*Tareas*.
1/ Según el texto sobre Fabián Casas, ¿dónde y en qué año nació el autor?
2/ Retome el texto sobre Fabián Casas y continúelo a partir de su última oración.

"Donde está el peligro, está la salvación"

Fabián Casas es poeta, novelista y ensayista. Conocido por su irreverencia y su libertad creativa, en diálogo con Más explicó cómo fue la gestación de los duros y provocativos textos que integran su último libro, Trayendo a casa todo de nuevo
5 de marzo 2017 · 00:00hs

“Idee en todo momento, idee siempre” escribió el japonés Gichin Funakoshi, maestro de karate. La sentencia de este Sensei es parte de veinte consejos destinados a quienes practiquen ese arte. Eso, practicar karate, es lo que hace Fabián Casas desde hace más de diez años. Además Casas —se sabe— es poeta, escritor de cuentos, de guiones, de ensayos. Su último libro Trayendo a casa todo de nuevo reúne justamente su obra ensayística, publicada en diarios y revistas primero y en libros después: Ensayos bonsai (2007), Breves apuntes de autoayuda (2011), La supremacía Tolstoi (2013) y el hasta ahora inédito El taller nómade. Karate y escritura son para él, incluso en términos epocales, líneas convergentes. Por eso el consejo de Funakoshi, reconoce, es una constante en su cabeza. “Es como un sueño que no logra ser interpretado del todo pero que produce sensaciones concretas en la vida diaria”, escribió. Y es también un río que atraviesa estas seiscientas páginas de escritura donde el autor construye en primera persona ideas sobre la escritura, el cine, el rock, sus amigos, su padre amigo de Alberto Olmedo, su propia paternidad. De manera que estos ensayos son casi la autobiografía de este muchacho nacido en Boedo en 1965.

*Datos*.
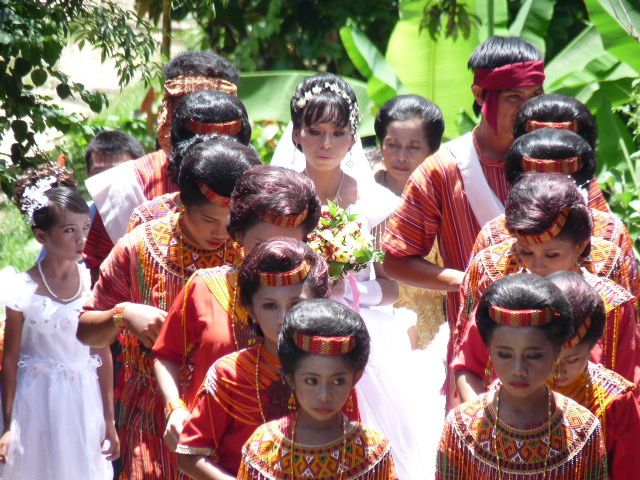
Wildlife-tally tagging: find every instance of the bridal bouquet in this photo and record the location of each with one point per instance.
(343, 242)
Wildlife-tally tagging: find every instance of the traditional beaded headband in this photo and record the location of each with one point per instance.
(214, 197)
(227, 128)
(567, 166)
(283, 279)
(577, 338)
(550, 233)
(325, 346)
(569, 125)
(285, 220)
(354, 111)
(522, 318)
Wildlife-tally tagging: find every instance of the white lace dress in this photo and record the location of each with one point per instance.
(57, 423)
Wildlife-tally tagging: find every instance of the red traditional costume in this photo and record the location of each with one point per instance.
(270, 454)
(614, 401)
(475, 445)
(619, 348)
(148, 266)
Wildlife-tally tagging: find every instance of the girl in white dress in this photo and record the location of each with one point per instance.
(399, 393)
(54, 413)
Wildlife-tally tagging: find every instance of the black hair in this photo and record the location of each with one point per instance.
(206, 106)
(551, 144)
(499, 51)
(195, 63)
(585, 303)
(217, 160)
(62, 195)
(326, 105)
(556, 107)
(526, 291)
(113, 142)
(409, 107)
(326, 318)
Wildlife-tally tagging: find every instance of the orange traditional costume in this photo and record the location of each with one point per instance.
(148, 266)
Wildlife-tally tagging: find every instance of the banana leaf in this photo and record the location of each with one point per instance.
(267, 96)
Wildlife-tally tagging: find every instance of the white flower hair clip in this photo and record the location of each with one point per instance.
(354, 111)
(34, 196)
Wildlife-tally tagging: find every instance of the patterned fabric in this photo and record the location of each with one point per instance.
(147, 266)
(363, 454)
(152, 175)
(468, 449)
(155, 208)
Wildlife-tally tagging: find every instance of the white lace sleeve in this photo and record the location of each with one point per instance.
(16, 289)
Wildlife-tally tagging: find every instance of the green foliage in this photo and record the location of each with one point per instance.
(32, 36)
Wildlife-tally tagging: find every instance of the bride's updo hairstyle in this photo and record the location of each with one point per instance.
(267, 191)
(325, 98)
(521, 292)
(45, 192)
(538, 200)
(281, 255)
(550, 150)
(557, 111)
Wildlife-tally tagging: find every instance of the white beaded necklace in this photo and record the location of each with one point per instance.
(46, 285)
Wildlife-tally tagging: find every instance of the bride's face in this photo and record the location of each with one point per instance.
(324, 144)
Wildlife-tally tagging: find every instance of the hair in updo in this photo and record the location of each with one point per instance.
(557, 108)
(217, 160)
(526, 291)
(536, 201)
(409, 107)
(278, 255)
(325, 106)
(61, 196)
(195, 63)
(326, 318)
(268, 189)
(585, 303)
(551, 144)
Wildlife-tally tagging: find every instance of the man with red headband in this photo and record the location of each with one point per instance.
(462, 186)
(117, 191)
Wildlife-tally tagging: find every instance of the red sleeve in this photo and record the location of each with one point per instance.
(98, 245)
(623, 436)
(414, 226)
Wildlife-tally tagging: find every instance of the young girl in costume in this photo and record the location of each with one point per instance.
(245, 389)
(57, 398)
(551, 227)
(409, 128)
(325, 117)
(142, 276)
(521, 429)
(208, 319)
(323, 348)
(610, 397)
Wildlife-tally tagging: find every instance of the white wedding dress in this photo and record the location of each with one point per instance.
(57, 423)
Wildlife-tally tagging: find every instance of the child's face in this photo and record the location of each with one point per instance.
(404, 147)
(269, 305)
(573, 361)
(322, 385)
(324, 145)
(522, 358)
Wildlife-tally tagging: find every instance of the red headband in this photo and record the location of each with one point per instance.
(283, 279)
(550, 233)
(515, 75)
(231, 128)
(325, 346)
(285, 220)
(582, 331)
(567, 166)
(521, 318)
(536, 125)
(214, 197)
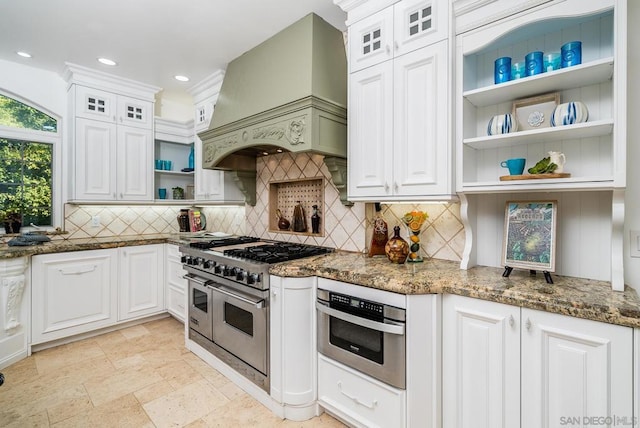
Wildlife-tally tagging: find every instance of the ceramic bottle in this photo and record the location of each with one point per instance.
(397, 248)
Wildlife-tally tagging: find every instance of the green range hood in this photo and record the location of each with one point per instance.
(287, 94)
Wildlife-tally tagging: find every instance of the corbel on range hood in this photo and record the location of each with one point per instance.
(287, 94)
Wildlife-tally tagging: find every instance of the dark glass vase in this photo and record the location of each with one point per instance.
(397, 248)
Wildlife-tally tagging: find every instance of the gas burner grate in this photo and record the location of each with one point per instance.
(237, 240)
(278, 252)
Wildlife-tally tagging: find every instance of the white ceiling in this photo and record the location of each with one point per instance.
(152, 40)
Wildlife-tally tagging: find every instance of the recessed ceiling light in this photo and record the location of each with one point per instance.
(107, 61)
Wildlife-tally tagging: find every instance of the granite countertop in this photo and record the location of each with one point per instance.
(582, 298)
(59, 244)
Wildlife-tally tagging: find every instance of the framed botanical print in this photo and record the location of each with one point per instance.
(530, 235)
(535, 112)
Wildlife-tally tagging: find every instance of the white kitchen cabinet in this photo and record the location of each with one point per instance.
(360, 400)
(176, 285)
(111, 155)
(141, 281)
(470, 14)
(109, 161)
(96, 104)
(595, 150)
(398, 137)
(574, 368)
(481, 363)
(293, 345)
(73, 293)
(396, 30)
(399, 103)
(508, 366)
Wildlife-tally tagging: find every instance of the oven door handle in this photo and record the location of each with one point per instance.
(395, 328)
(258, 304)
(196, 279)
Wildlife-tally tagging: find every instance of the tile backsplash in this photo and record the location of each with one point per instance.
(118, 220)
(345, 228)
(349, 228)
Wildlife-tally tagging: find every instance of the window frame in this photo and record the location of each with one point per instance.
(49, 137)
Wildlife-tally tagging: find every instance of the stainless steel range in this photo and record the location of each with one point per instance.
(229, 298)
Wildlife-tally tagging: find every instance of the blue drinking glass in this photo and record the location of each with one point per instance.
(502, 70)
(533, 63)
(571, 54)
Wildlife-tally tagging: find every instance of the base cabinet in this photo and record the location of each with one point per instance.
(176, 285)
(481, 364)
(73, 293)
(359, 399)
(575, 369)
(293, 345)
(141, 281)
(82, 291)
(504, 366)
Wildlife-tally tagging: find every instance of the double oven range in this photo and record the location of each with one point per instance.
(229, 298)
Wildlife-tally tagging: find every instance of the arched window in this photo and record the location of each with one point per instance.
(27, 138)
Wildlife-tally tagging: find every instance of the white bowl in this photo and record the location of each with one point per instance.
(502, 124)
(569, 113)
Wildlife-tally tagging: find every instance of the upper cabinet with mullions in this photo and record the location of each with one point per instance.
(105, 106)
(405, 27)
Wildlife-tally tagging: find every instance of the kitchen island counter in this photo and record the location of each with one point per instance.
(578, 297)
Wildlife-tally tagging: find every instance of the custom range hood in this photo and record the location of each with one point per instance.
(287, 94)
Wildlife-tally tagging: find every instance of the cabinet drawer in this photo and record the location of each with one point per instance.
(357, 398)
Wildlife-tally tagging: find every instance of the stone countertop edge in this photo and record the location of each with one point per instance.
(61, 245)
(577, 297)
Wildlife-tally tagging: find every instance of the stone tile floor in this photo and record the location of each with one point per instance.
(140, 376)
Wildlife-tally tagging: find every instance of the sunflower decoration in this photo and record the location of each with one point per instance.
(414, 221)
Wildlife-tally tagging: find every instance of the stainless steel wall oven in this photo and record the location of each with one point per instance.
(365, 335)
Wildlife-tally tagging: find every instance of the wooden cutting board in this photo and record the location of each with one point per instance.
(534, 176)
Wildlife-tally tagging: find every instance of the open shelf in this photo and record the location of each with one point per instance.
(284, 196)
(580, 130)
(566, 78)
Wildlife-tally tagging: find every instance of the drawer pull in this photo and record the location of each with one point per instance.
(356, 399)
(79, 270)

*Respuestas*.
1/ Nació en Boedo en 1965.

2/
Son las ocho de la noche y aún no oscureció del todo en este verano porteño. Quizás por eso el horario en Libros Ref — una librería exquisita en el corazón de Palermo, con una gran colección de volúmenes antiguos y primeras ediciones — se extiende un rato. O será que a esa hora llegan los amigos del dueño del lugar, el librero Fernando Gioia, luego del trajín del día, para conversar un rato. Casas abre la puerta luego de terminar otra jornada en un taller de escritura que coordina en Espacio Enjambre, cerca de Ref. Lleva bermudas, una remera negra de The Black Keys y un morral de cuero, que suelta al lado del sillón de terciopelo donde se sienta. Acomoda sus lentes de marco oscuro, toma un sorbo de whisky y dice “empecemos”.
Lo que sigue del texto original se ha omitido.